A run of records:
• • • •
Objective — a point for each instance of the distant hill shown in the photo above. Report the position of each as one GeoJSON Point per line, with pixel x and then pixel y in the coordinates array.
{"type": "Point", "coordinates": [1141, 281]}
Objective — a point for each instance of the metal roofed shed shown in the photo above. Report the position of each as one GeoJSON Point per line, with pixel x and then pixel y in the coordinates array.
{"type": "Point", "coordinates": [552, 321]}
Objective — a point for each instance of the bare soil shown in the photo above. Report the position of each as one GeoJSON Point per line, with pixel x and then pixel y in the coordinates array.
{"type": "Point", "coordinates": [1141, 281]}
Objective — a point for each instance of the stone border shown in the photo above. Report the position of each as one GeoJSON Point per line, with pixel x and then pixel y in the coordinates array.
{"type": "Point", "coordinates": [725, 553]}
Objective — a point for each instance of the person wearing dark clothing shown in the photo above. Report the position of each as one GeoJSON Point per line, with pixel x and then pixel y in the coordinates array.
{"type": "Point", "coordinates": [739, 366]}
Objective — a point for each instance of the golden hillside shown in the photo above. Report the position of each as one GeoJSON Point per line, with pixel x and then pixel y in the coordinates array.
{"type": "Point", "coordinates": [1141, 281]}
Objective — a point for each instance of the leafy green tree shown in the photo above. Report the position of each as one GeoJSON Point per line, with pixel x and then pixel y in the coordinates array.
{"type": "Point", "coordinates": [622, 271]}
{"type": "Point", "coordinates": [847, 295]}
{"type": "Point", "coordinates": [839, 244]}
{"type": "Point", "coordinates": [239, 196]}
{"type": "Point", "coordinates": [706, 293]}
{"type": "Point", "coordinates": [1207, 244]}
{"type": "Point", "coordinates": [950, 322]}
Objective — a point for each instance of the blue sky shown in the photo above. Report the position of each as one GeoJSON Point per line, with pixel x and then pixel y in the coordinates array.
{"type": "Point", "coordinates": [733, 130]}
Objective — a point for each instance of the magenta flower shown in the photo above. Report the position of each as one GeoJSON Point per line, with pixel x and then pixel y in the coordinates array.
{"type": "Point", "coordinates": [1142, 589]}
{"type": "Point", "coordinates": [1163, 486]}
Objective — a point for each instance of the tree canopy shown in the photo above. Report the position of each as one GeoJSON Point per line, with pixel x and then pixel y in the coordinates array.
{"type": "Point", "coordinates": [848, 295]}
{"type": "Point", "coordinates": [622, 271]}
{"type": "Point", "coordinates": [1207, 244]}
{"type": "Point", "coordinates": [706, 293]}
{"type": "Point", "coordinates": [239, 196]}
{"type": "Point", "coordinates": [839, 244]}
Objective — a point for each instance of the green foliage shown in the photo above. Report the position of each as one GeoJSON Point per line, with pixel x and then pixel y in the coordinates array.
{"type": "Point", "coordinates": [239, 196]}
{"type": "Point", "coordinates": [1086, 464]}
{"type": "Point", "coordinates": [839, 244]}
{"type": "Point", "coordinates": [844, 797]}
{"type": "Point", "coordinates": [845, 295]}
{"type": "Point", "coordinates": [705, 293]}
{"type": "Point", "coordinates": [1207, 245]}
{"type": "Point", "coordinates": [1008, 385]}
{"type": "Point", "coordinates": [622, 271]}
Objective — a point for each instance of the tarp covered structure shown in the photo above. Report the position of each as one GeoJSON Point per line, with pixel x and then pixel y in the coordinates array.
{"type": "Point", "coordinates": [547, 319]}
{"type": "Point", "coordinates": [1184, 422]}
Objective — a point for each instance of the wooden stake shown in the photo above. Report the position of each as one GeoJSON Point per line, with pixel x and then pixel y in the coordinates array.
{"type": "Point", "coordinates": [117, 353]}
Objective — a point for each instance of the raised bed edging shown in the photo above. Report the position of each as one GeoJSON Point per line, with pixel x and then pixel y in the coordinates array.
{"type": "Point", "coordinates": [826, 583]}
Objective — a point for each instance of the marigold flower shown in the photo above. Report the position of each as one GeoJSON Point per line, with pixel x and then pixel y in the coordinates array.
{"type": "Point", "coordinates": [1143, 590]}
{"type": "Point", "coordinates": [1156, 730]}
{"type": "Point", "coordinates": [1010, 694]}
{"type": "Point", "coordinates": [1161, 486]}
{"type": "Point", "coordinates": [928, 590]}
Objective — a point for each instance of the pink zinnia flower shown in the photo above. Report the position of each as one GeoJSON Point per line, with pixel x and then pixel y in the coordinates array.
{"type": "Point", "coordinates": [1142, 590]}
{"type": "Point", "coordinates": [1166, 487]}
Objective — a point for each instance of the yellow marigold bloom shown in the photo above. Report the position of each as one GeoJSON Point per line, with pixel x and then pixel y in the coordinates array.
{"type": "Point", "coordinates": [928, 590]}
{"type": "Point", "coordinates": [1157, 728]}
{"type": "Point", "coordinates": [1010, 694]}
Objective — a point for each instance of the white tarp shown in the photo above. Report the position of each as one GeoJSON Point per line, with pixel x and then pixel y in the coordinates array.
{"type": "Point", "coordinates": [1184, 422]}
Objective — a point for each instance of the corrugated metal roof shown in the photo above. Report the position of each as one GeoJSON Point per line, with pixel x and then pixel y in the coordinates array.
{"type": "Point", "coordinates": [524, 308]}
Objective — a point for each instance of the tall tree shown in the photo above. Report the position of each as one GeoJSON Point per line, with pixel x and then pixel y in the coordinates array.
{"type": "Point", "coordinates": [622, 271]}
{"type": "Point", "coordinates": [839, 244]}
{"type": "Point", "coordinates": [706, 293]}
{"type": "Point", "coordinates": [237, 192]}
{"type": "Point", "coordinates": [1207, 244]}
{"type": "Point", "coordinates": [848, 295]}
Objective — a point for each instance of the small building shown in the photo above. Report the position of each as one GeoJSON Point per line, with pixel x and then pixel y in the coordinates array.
• • • •
# Problem to work on
Write the data from above out again, exactly.

# Reply to the exercise
Objective — a point for each instance of the distant hill shown in the photo above. Report the position of each as one GeoJSON Point per line, with pixel x and then pixel y in the coordinates array.
{"type": "Point", "coordinates": [1141, 281]}
Objective — a point for each instance of the metal roofed shed shown in the photo above. Report the position of each as one GeoJSON Point per line, with pixel x and then pixel y in the coordinates array.
{"type": "Point", "coordinates": [552, 321]}
Objective — a point for each instance of the bare soil shown in the photo above. Report the position of each as one GeoJSON Point per line, with pixel x and then pixel y in the coordinates array.
{"type": "Point", "coordinates": [1141, 281]}
Objective — a point for each instance of the stone border shown in the photo above. Report the position of each as one GeoJSON Point per line, with pixel x and then pixel y in the coordinates array.
{"type": "Point", "coordinates": [725, 553]}
Objective — a point for each instance of the person wearing dark clothing shown in the photo above. Report the position of each as one GeoJSON Point per line, with pixel x and then pixel y in the coordinates array.
{"type": "Point", "coordinates": [739, 366]}
Objective — a point for each instance of the golden hillside shown in the photo above. Report the position of each as one GeoJSON Point per line, with pixel x and then pixel y in the coordinates array.
{"type": "Point", "coordinates": [1141, 281]}
Objective — a point for each instance of the leafy green tree shown in the photo above. Report the position of each as one GeoJSON Point per line, with pixel x and then pixel y in the coordinates array.
{"type": "Point", "coordinates": [622, 271]}
{"type": "Point", "coordinates": [847, 295]}
{"type": "Point", "coordinates": [839, 244]}
{"type": "Point", "coordinates": [239, 196]}
{"type": "Point", "coordinates": [706, 293]}
{"type": "Point", "coordinates": [1207, 244]}
{"type": "Point", "coordinates": [950, 322]}
Objective — a point for each instance of the blue sky shown in the photo above. Report the position of each as one GeoJSON Point per line, with pixel x and then pixel y in the coordinates array.
{"type": "Point", "coordinates": [733, 130]}
Objective — a point for each instance of the magenta flower shown in the photo above. Report the position of each as one GeoJSON Point per line, with pixel x and then pixel y in the coordinates array.
{"type": "Point", "coordinates": [1142, 589]}
{"type": "Point", "coordinates": [1163, 486]}
Objective — a point for each instance of the tree canopy shown in the photo above. Report the position of each as one GeoJSON Point per line, with pixel x and then pixel y in the coordinates array.
{"type": "Point", "coordinates": [848, 295]}
{"type": "Point", "coordinates": [622, 271]}
{"type": "Point", "coordinates": [1207, 244]}
{"type": "Point", "coordinates": [706, 293]}
{"type": "Point", "coordinates": [239, 196]}
{"type": "Point", "coordinates": [839, 244]}
Objective — a point for each instance of the green foliage shown in the photo above. Report the position of each as one GeoJSON Point per line, with pixel x and then pixel y in the coordinates array.
{"type": "Point", "coordinates": [239, 196]}
{"type": "Point", "coordinates": [1086, 464]}
{"type": "Point", "coordinates": [839, 244]}
{"type": "Point", "coordinates": [844, 797]}
{"type": "Point", "coordinates": [845, 295]}
{"type": "Point", "coordinates": [705, 293]}
{"type": "Point", "coordinates": [1207, 245]}
{"type": "Point", "coordinates": [1008, 385]}
{"type": "Point", "coordinates": [622, 271]}
Objective — a point for each instance of the tarp covered structure shown in the photo above. Report the position of each as one GeoJSON Point per line, with pixel x and then pixel y in the coordinates array.
{"type": "Point", "coordinates": [547, 319]}
{"type": "Point", "coordinates": [1184, 422]}
Objective — a point for each instance of the wooden stake shown in the photo above. Report the position of each as one GeoJSON Point per line, with pixel x and then pixel y in the coordinates array.
{"type": "Point", "coordinates": [117, 353]}
Objective — a point for each instance of the raised bed edging shown in the photo above. Report the position of each as one GeoJSON Point per line, with pixel x and then pixel y in the coordinates array.
{"type": "Point", "coordinates": [826, 583]}
Objective — a point for each instance of the marigold flower shown in the photo above. Report the position of each as one GeoJSON Point per line, with pixel x and then pixel y in the coordinates array.
{"type": "Point", "coordinates": [1143, 590]}
{"type": "Point", "coordinates": [1156, 730]}
{"type": "Point", "coordinates": [1010, 694]}
{"type": "Point", "coordinates": [1161, 486]}
{"type": "Point", "coordinates": [928, 590]}
Objective — a point for each instance of the pink zinnia flower shown in the photo above. Report the position of each as one GeoJSON Point per line, with pixel x and then pixel y in the coordinates array.
{"type": "Point", "coordinates": [1142, 590]}
{"type": "Point", "coordinates": [1166, 487]}
Objective — a point for each instance of the yellow marigold bloom shown in the photo above. Report the position of each as one GeoJSON Point per line, with pixel x and then pixel y in the coordinates array.
{"type": "Point", "coordinates": [928, 590]}
{"type": "Point", "coordinates": [1157, 728]}
{"type": "Point", "coordinates": [1010, 694]}
Objective — a point for each instance of the white tarp shown in the photo above. Report the position of each as one GeoJSON Point per line, with pixel x and then pixel y in the coordinates array.
{"type": "Point", "coordinates": [1184, 422]}
Objective — a point for each instance of the corrugated metal roof shown in the photo above. Report the position of each as one GeoJSON Point per line, with pixel x and then pixel y in the coordinates array.
{"type": "Point", "coordinates": [524, 308]}
Objective — a point for each instance of the tall tree shown in the photo above. Report the position of each as one GeoJSON Point per line, with pixel x and then pixel y in the coordinates array.
{"type": "Point", "coordinates": [622, 271]}
{"type": "Point", "coordinates": [839, 244]}
{"type": "Point", "coordinates": [706, 293]}
{"type": "Point", "coordinates": [237, 192]}
{"type": "Point", "coordinates": [1207, 244]}
{"type": "Point", "coordinates": [848, 295]}
Objective — a point for each instance of the small building shown in the photo above. Report the position of each as one GeoJSON Point per line, with pixel x and then pixel y in the coordinates array.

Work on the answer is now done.